*LESETEXT*:
==============================

Pandemie in EntwicklungsländernWarum die prophezeite Apokalypse in Afrika ausblieb
Zum Beginn der Corona-Krise waren sich alle sicher: Afrika steht das Schlimmste bevor. Bill Gates warnte vor Millionen Toten. Ein halbes Jahr später zeigt sich: Wohl keine andere Weltregion ist bisher so glimpflich davongekommen.
Es war Frühjahr, und alle waren sich sicher, dass Afrika nur das Schlimmste bevorstehen könnte. Bill Gates warnte vor Millionen Toten, wenn nichts gegen die Ausbreitung von Corona in Afrika unternommen werde. «Der beste Ratschlag an Afrika ist, sich auf das Schlimmste vorzubereiten und heute damit anzufangen», warnte WHO-Generalsekretär Tedros Adhanom Ghebreyesus.
Nun, ein halbes Jahr später, sind die düsteren Prophezeiungen nicht eingetreten, scheint Afrika noch recht weit vom Abgrund entfernt zu sein. Wohl keine andere Weltregion ist bisher so glimpflich davongekommen. Derzeit haben sich in den 55 Staaten Afrikas über eine Million Menschen mit Corona infiziert, über 30’000 von ihnen sind gestorben. Auf einem Kontinent mit 1,2 Milliarden Menschen sind das gerade mal so viele Infektionen wie in Russland, das Verhältnis von Infektionen und Todesfällen ist siebenmal niedriger als in Grossbritannien.
Was also ist passiert?

==============================

Quelldaten
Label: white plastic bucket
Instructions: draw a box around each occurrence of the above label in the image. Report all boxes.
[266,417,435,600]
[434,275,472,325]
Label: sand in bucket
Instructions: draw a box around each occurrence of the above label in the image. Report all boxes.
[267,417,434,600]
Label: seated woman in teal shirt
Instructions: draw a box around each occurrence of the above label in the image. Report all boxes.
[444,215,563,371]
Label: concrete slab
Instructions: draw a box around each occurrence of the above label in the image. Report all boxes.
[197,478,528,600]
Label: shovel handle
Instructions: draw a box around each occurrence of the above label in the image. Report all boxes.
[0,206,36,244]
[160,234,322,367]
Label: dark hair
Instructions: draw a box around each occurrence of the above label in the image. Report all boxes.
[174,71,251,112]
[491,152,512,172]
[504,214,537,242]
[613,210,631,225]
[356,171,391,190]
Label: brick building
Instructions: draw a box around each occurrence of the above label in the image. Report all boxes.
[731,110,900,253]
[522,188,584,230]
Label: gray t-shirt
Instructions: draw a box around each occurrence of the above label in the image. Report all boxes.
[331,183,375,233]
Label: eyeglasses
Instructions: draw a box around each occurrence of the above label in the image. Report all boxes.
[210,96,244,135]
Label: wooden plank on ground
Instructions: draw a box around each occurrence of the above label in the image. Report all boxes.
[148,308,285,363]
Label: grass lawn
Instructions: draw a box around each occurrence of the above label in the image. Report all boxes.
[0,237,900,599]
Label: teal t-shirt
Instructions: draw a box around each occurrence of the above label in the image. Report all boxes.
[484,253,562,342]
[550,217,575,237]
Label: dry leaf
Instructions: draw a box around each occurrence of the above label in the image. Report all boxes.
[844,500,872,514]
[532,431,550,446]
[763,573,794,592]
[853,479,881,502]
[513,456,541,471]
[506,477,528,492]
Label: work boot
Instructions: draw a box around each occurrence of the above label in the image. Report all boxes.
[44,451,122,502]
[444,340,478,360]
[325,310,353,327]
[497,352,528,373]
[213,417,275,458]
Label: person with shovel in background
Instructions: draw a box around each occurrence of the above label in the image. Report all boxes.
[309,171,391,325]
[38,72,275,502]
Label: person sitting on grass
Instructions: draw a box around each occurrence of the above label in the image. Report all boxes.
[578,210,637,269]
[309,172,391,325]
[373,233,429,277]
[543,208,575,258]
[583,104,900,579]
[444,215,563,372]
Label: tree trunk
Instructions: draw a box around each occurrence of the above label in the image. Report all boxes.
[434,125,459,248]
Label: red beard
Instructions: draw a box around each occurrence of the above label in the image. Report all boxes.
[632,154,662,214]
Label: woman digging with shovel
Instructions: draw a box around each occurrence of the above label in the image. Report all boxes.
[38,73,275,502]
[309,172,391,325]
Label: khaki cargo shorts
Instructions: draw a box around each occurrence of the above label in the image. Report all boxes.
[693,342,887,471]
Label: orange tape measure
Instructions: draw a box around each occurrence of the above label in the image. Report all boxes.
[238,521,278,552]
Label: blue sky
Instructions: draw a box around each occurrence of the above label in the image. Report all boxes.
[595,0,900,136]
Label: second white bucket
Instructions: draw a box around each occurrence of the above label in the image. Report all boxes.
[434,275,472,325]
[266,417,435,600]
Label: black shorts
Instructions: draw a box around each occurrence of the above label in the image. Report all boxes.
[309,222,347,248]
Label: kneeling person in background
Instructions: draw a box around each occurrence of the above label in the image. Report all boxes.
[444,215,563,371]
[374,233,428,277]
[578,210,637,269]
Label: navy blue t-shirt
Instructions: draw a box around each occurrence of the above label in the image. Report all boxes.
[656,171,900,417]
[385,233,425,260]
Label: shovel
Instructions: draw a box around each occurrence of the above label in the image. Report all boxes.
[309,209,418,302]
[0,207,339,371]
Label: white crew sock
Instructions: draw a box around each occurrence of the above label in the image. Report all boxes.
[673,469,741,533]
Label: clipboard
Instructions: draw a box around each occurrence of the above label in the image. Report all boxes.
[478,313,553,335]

==============================

*ZIEL DER ÜBUNG*: Gib den Abschnitt des Textes über die Corona-Pandemie in Afrika von „Nun, ein halbes“ bis einschließlich „als in Grossbritannien.“ wortgetreu wieder.

*AUSGABE ZUR AUFGABE*:
Nun, ein halbes Jahr später, sind die düsteren Prophezeiungen nicht eingetreten, scheint Afrika noch recht weit vom Abgrund entfernt zu sein. Wohl keine andere Weltregion ist bisher so glimpflich davongekommen. Derzeit haben sich in den 55 Staaten Afrikas über eine Million Menschen mit Corona infiziert, über 30’000 von ihnen sind gestorben. Auf einem Kontinent mit 1,2 Milliarden Menschen sind das gerade mal so viele Infektionen wie in Russland, das Verhältnis von Infektionen und Todesfällen ist siebenmal niedriger als in Grossbritannien.